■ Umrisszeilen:
================================
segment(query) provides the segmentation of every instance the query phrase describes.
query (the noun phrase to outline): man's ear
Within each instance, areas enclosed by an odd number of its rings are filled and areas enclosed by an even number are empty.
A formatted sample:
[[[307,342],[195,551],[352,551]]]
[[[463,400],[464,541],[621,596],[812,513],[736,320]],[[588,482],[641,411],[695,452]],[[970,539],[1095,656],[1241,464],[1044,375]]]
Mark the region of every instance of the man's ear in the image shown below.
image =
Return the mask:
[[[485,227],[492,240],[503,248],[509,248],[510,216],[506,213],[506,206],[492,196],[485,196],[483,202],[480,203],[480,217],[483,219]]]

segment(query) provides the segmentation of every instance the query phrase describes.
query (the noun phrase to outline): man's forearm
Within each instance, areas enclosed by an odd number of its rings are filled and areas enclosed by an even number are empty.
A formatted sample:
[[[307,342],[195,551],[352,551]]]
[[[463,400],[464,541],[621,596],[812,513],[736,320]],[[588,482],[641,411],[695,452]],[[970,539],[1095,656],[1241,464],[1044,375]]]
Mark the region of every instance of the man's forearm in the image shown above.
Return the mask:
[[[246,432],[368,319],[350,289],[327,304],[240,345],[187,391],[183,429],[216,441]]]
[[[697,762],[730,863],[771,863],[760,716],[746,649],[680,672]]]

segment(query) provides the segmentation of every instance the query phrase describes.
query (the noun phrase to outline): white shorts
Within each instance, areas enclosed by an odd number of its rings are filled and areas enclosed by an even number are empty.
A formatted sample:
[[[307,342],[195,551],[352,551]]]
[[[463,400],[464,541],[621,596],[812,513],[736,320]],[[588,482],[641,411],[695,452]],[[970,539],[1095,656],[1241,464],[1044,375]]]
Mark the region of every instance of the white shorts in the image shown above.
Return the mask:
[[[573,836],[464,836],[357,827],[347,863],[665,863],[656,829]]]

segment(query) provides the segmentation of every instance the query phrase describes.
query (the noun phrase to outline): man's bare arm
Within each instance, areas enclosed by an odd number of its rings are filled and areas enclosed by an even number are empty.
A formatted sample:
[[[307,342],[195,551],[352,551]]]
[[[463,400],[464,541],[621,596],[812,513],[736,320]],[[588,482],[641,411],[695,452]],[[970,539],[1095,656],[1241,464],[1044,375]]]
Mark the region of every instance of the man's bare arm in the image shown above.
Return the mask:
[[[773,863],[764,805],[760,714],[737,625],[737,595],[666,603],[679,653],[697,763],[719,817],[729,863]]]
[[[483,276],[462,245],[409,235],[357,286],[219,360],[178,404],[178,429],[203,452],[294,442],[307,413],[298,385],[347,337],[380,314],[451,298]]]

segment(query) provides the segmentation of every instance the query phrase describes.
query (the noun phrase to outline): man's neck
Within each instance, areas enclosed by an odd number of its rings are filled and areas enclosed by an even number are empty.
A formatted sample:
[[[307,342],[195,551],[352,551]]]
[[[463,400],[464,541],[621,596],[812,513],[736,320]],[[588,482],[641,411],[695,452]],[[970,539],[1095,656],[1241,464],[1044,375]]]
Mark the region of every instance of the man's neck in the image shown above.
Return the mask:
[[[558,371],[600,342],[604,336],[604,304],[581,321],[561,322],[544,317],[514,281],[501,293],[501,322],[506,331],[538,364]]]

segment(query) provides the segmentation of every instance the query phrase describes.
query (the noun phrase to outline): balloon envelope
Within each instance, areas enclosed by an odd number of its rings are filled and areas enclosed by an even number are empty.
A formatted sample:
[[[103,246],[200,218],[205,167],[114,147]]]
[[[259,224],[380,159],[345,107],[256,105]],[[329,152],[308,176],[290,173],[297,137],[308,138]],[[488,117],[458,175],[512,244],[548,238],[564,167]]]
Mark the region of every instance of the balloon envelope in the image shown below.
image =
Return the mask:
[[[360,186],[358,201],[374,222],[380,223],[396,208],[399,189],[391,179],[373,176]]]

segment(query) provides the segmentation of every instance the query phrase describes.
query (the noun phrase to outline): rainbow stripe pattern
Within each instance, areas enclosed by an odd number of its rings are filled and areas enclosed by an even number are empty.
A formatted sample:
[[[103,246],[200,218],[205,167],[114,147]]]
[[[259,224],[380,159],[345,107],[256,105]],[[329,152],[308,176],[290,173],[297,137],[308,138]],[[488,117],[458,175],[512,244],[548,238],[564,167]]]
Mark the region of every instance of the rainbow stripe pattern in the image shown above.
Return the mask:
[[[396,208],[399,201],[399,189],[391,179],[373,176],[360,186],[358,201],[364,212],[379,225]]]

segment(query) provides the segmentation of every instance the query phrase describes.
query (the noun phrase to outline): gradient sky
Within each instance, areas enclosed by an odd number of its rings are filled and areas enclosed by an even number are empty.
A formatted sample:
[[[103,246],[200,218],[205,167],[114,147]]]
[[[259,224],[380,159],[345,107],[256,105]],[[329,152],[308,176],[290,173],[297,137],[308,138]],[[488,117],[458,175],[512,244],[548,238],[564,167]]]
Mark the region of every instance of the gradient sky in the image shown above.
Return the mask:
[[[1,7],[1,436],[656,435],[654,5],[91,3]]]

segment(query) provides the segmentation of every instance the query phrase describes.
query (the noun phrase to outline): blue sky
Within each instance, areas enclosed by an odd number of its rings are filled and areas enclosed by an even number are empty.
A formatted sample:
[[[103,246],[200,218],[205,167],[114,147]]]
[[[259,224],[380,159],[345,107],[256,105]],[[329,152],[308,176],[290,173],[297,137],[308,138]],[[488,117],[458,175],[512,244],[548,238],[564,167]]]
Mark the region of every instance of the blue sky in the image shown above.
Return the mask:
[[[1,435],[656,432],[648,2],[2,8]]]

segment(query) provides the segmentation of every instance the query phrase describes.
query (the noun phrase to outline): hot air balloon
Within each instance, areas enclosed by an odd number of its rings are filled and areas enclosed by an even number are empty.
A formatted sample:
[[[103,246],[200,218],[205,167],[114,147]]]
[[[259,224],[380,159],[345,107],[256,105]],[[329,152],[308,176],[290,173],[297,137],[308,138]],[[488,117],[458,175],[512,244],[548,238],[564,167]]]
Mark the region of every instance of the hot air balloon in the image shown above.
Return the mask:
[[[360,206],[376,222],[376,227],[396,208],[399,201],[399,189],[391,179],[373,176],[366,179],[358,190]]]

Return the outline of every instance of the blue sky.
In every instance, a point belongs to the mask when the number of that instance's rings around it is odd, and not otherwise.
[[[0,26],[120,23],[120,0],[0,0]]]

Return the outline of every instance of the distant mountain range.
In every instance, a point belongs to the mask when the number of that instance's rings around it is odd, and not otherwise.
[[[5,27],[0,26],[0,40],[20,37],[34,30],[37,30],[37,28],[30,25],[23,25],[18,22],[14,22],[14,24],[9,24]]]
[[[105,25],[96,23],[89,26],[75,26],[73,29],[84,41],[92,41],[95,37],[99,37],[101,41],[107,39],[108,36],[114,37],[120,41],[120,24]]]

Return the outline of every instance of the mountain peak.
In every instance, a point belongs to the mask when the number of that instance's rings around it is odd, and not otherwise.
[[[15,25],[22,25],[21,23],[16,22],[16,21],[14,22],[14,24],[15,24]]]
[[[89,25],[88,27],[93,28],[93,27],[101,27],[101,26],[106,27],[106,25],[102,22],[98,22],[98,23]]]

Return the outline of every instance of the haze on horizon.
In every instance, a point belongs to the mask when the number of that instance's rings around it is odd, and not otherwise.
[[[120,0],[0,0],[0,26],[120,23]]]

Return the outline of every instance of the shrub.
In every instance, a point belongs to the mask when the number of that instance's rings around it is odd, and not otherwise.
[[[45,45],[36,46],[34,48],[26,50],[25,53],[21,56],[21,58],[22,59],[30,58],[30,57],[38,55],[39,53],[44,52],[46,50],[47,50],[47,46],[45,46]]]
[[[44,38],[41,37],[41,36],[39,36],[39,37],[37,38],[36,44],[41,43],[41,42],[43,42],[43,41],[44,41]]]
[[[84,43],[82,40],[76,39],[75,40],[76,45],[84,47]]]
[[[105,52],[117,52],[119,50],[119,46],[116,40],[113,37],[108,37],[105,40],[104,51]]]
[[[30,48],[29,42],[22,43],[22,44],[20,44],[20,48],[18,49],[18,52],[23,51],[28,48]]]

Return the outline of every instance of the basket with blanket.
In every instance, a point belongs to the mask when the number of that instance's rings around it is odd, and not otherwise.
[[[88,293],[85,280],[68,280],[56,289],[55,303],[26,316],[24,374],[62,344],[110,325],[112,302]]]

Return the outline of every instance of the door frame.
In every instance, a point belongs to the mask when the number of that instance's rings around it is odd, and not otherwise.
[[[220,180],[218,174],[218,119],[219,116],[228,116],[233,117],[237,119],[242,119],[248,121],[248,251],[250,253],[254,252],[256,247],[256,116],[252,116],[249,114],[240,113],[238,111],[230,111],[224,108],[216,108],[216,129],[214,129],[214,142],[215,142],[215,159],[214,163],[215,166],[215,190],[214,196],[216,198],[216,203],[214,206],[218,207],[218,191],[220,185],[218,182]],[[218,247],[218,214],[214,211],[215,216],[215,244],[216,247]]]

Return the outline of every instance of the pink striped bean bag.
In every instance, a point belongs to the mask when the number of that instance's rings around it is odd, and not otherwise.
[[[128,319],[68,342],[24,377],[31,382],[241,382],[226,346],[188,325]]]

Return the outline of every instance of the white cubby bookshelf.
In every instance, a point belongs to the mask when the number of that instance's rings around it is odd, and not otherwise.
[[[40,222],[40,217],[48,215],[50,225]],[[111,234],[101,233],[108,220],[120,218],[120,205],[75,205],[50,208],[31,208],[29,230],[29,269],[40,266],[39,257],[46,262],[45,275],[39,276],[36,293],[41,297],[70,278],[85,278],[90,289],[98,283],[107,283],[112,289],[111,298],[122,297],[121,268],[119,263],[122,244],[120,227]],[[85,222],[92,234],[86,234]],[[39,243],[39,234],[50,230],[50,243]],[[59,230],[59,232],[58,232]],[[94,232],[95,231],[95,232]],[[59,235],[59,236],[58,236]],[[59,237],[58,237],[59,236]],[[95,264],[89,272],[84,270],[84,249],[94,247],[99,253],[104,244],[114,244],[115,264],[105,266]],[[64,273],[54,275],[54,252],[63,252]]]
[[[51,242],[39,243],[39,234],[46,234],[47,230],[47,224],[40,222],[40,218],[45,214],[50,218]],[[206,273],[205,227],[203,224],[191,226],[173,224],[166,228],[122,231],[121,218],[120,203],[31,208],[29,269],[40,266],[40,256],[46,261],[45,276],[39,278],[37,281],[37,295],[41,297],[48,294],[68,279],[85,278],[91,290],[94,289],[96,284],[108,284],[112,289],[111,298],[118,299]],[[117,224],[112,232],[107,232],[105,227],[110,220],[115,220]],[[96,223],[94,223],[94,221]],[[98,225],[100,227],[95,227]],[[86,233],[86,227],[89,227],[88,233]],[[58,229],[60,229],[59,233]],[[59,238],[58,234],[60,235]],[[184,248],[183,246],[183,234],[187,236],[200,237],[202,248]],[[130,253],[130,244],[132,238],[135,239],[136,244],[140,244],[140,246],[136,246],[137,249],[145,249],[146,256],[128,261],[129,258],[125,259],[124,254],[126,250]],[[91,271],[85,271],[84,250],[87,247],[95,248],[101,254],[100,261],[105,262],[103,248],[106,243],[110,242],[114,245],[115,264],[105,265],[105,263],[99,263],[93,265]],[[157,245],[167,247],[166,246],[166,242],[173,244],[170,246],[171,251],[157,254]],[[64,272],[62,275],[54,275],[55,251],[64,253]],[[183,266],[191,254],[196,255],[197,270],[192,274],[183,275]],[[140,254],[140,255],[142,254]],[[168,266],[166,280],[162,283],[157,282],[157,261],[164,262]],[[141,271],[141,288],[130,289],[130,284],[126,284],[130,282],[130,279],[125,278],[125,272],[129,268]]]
================================
■ AUFGABENSTELLUNG: Suche jede Zeile heraus, in der das Wort „noun“ vorkommt, und schreibe sie ab. Groß- und Kleinschreibung sind dabei zu beachten.

■ VOLLSTÄNDIGE AUSGABE:
query (the noun phrase to outline): man's ear
query (the noun phrase to outline): man's forearm
query (the noun phrase to outline): white shorts
query (the noun phrase to outline): man's bare arm
query (the noun phrase to outline): man's neck
query (the noun phrase to outline): balloon envelope
query (the noun phrase to outline): rainbow stripe pattern
query (the noun phrase to outline): gradient sky
query (the noun phrase to outline): blue sky
query (the noun phrase to outline): hot air balloon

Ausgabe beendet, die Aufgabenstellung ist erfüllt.